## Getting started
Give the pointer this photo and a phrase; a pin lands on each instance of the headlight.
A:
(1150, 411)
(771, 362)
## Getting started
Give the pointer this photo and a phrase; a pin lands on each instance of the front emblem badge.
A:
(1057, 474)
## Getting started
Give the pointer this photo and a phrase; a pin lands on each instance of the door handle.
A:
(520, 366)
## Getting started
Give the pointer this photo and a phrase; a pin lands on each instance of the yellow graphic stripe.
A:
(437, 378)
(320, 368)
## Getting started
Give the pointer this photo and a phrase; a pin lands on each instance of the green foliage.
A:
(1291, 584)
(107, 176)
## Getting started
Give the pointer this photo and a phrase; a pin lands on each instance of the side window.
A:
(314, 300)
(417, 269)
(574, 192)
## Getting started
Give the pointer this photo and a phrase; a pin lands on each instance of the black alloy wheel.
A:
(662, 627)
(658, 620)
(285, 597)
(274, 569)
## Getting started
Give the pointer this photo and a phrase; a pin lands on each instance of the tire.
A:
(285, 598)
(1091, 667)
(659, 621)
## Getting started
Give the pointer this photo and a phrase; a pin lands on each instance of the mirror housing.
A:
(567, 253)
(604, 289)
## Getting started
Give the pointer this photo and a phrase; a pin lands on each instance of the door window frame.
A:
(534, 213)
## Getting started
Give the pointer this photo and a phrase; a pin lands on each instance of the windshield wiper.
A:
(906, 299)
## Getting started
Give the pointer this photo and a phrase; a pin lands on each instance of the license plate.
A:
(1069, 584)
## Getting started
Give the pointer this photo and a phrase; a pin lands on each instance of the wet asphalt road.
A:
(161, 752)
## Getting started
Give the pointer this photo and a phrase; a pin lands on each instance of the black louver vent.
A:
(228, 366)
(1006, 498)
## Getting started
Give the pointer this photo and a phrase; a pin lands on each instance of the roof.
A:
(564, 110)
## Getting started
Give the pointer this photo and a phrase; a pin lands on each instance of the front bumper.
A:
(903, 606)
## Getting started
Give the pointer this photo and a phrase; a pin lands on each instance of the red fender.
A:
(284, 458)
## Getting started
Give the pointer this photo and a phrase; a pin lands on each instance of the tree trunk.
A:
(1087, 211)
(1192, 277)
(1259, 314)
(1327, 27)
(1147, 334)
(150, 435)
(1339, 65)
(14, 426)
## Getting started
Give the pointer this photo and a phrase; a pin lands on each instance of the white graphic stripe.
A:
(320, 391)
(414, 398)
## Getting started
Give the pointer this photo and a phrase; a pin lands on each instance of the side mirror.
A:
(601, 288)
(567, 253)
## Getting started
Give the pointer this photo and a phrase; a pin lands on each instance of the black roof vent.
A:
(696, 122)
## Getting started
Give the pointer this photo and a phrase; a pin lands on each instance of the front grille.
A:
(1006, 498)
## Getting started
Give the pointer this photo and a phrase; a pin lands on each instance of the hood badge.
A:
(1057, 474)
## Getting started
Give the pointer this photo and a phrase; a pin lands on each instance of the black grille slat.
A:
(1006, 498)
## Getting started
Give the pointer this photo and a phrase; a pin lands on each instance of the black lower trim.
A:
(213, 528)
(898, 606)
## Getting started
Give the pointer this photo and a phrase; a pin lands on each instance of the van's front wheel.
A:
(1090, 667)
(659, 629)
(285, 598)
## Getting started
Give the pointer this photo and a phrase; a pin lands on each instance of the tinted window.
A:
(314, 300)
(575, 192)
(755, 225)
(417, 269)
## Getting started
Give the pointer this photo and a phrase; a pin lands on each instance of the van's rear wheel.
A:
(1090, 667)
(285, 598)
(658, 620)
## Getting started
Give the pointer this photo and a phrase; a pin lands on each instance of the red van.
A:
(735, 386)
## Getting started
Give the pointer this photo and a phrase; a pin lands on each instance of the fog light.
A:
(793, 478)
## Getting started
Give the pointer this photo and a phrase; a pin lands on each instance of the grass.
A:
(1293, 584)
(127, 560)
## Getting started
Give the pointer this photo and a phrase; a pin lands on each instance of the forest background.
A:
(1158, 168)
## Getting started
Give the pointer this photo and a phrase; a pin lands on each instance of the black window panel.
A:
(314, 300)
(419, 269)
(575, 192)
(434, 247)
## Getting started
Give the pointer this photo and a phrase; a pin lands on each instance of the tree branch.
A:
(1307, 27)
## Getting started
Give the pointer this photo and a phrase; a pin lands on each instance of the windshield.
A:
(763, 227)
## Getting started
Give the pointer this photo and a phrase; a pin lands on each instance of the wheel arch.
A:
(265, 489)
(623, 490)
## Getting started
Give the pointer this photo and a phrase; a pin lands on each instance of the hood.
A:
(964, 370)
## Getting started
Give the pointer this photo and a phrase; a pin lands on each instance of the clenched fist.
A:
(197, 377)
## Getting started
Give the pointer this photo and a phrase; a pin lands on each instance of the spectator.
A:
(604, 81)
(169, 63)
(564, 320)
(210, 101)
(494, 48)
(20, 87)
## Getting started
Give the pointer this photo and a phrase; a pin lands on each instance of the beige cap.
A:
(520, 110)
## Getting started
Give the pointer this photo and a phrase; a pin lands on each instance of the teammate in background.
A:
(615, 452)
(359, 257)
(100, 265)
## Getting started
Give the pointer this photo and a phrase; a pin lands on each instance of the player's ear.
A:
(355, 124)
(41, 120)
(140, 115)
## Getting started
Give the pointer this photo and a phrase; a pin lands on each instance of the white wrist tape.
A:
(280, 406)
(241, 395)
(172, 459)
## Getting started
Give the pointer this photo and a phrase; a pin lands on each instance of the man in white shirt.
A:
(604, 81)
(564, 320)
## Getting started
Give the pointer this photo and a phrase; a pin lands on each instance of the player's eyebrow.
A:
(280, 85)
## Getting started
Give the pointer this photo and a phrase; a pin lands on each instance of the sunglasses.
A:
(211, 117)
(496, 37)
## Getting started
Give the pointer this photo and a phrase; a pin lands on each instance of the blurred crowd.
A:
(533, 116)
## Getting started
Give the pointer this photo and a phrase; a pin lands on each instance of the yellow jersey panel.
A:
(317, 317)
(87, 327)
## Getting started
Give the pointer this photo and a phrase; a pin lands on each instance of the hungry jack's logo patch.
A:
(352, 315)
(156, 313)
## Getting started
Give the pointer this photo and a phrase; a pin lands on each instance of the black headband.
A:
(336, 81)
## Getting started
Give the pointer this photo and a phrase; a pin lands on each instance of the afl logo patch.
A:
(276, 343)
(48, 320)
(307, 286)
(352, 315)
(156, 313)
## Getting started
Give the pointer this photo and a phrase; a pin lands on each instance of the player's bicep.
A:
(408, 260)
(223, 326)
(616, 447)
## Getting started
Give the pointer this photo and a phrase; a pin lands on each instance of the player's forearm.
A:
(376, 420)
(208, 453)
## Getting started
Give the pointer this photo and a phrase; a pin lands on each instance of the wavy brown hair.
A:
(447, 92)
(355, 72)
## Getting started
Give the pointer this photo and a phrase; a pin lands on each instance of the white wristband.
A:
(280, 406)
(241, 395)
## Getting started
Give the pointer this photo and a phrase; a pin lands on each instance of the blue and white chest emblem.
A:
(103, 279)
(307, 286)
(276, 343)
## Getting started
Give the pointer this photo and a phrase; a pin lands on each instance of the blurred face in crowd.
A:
__________
**BRIEF**
Repeat the material above in full, exactly as it stands.

**TASK RESPONSE**
## Getting started
Give the pointer this photo and a phrase; a pin lands on each instance of the headlight.
A:
(1150, 411)
(771, 362)
## Getting started
Give the pointer this photo and a phrase; a pin lands on each instance of the front emblem badge.
A:
(1057, 474)
## Getting started
Give the pointer this photo and a phrase; a pin lands on each instance of the door handle.
A:
(520, 366)
## Getting started
Give the pointer this photo and a phrase; a pin lands on each instance of the yellow graphic stripe.
A:
(437, 378)
(320, 368)
## Getting started
Give the pointer this photo and a phrase; a pin lands on each instance of the green foliage.
A:
(1291, 584)
(107, 176)
## Getting started
Give the pointer this photo and a phrase; a pin lands on each instance of the side window.
A:
(314, 300)
(417, 269)
(574, 192)
## Getting started
Give the pointer this photo and a phrase; a pin lands on each instance of the black alloy wheel.
A:
(662, 627)
(658, 620)
(285, 597)
(274, 569)
## Getting started
Give the pointer this photo and a phrase; a pin lands on each instance of the tire.
A:
(285, 598)
(1091, 667)
(659, 621)
## Getting started
Give the pointer this photo and a phrase; a pin lands on each instance of the mirror housing.
A:
(567, 253)
(604, 289)
## Getting started
Give the pointer this photo and a phrase; a pin lands on each instance of the door window frame.
A:
(534, 213)
## Getting started
Give the pointer this photo and a phrase; a pin lands on each instance of the windshield wiper.
A:
(906, 299)
## Getting started
Give the pointer this photo and a phrase; a pin lands on each instance of the license plate.
A:
(1069, 584)
## Getting started
Give the pointer this photo and a phrase; a pin lands on each instance of the wet asphalt road.
A:
(161, 752)
## Getting started
Give the pointer this photo and a phrase; a pin lands on each instance of the black louver vent.
A:
(228, 366)
(1006, 498)
## Getting started
Give the pointer this photo and a phrase; a pin lands on each instance of the roof.
A:
(564, 110)
## Getting started
Give the pointer this photo and a phrase; a pin lands on each instance of the front bumper.
A:
(903, 606)
## Getting started
Give the pointer this photo and a phrase; a pin lands on each instance of the red fender.
A:
(284, 458)
## Getting started
Give the pointer this photo and a phrase; a pin lands on each instance of the tree trunk.
A:
(1087, 211)
(1192, 277)
(1259, 314)
(1327, 27)
(1147, 334)
(150, 435)
(1339, 65)
(14, 426)
## Getting started
Give the pointer this photo and a phrase; a pin lands on each instance of the white graphic stripe.
A:
(320, 391)
(414, 398)
## Getting started
Give the pointer this photo and a phrase; a pin lands on each instance of the side mirror.
A:
(601, 288)
(567, 253)
## Getting started
Give the pointer this photo and a phrase; a pin lands on each instance of the black roof vent.
A:
(696, 122)
## Getting started
Give the pointer this photo and a phrase; a pin lands on each instance of the front grille.
A:
(1006, 498)
## Getting started
Give the pointer this photo and a phrase; a pin lands on each instance of the hood badge.
A:
(1057, 474)
## Getting started
Give the pointer this photo and a phrase; a pin lands on each instance of the black grille slat.
A:
(1006, 498)
## Getting started
Give the pointer this photo and a phrase; a pin lands on each instance of the black lower trim.
A:
(213, 528)
(898, 606)
## Getting started
Give the pointer this photo and a phrase; a pin lands on each instance of the van's front wheel.
A:
(1090, 667)
(659, 629)
(285, 598)
## Getting started
Give the pointer this photo and a phrase; a pin lands on each instance of the tinted window.
A:
(314, 300)
(575, 192)
(755, 225)
(417, 269)
## Getting started
Give the pointer this photo and a phrase; a pin lands on each instance of the van's rear wheel.
A:
(1090, 667)
(285, 598)
(658, 620)
## Getting started
Give the pointer this photo and a phrase; a pin lands on each instance of the red van.
A:
(735, 386)
## Getting started
Give the pointer this photo and a phrase; a pin lands on each instance of the fog light.
A:
(793, 478)
## Getting started
Give the pointer this photo and a phrase; a pin lands on each instance of the grass.
A:
(1293, 584)
(127, 560)
## Getting started
Give the pointer this photo and a phrase; a pin lands on each instance of the forest background.
A:
(1158, 168)
## Getting started
Give the pointer this photo and a phrase; a pin lands on each instance of the black window panel.
A:
(314, 300)
(419, 269)
(575, 192)
(434, 247)
## Getting started
Give the pointer this photo and a phrase; a pin lands on each instance of the tree branch.
A:
(1307, 27)
## Getting started
Give the pointer this photo and a phrase; a pin lands on each instance of the windshield.
A:
(763, 227)
## Getting started
Give the pointer this photo and a phrase; a pin lands on each instance of the wheel arch.
A:
(265, 489)
(623, 490)
## Getting started
Give the pointer this photo and a phrase; a pin lands on each instance of the hood.
A:
(964, 370)
## Getting started
Give the pointer this photo and a phrase; a pin lands on each instance of the clenched fist.
A:
(197, 377)
## Getting started
Give the pointer this photo and a phrase; a pin lands on each instance of the spectator.
A:
(604, 81)
(169, 63)
(564, 320)
(210, 101)
(494, 48)
(20, 87)
## Getting started
Give the pointer this photo and a phrase; a pin lands on each instance of the beige cap.
A:
(520, 110)
## Getting started
Give the pointer this photo and a phrase; a pin lands on each instance of the teammate in background.
A:
(615, 452)
(359, 257)
(100, 265)
## Getting started
Give the pointer this photo and a phrase; a pin lands on each instance of the player's ear.
A:
(355, 124)
(41, 120)
(140, 115)
## Getting started
Give the pointer this photo and a phrase; a pin lands on each instance of the white wrist tape.
A:
(280, 406)
(241, 395)
(172, 459)
## Getting started
Give the pointer this photo and a phrase; a pin lands on each instance of the man in white shirt.
A:
(604, 81)
(564, 320)
## Getting started
Give the pointer this photo and a phrase; a pin lands on each instance of the player's eyebrow.
A:
(280, 85)
## Getting started
Give the pointer this photo and a phrase; a pin lands on each instance of the sunglasses.
A:
(211, 117)
(496, 37)
## Getting started
Give the pointer this photo and a phrase; a pin lands on each instance of the blurred crowd.
A:
(533, 116)
## Getting started
Give the pointer this photo and a phrase; a pin lands on each instance of the yellow jersey panel.
A:
(317, 317)
(87, 327)
## Getting started
Give the pointer this photo and a phrase; a pin lands on each instance of the hungry jack's logo patch.
A:
(352, 315)
(156, 313)
## Getting started
Give the pointer this photo and a phrase; a pin lands on each instance of the black headband.
A:
(336, 81)
## Getting started
Give the pointer this photo and a phrase; a pin lands on each instance of the afl logo patch.
A:
(276, 343)
(48, 320)
(307, 286)
(352, 315)
(156, 313)
## Getting started
Give the pointer this photo and a phrase; a pin lands on each instance of the player's bicep.
A:
(408, 260)
(223, 326)
(616, 447)
## Getting started
Give the pointer this photo and a phrase; a pin lands on each instance of the player's forearm.
A:
(376, 420)
(208, 453)
## Getting started
Give the pointer this photo and a phrase; a pin lands on each instance of the wavy brown hair.
A:
(447, 92)
(355, 72)
## Getting started
Give the pointer this photo and a phrase; a pin lands on each instance of the white wristband.
A:
(280, 406)
(241, 395)
## Getting started
Give the pointer this photo and a phrase; a pin lands on each instance of the blue and white chest emblem.
A:
(103, 279)
(307, 286)
(276, 343)
## Getting started
Give the pointer this photo and a phrase; a pin lands on each instance of the blurred face in crowd.
A:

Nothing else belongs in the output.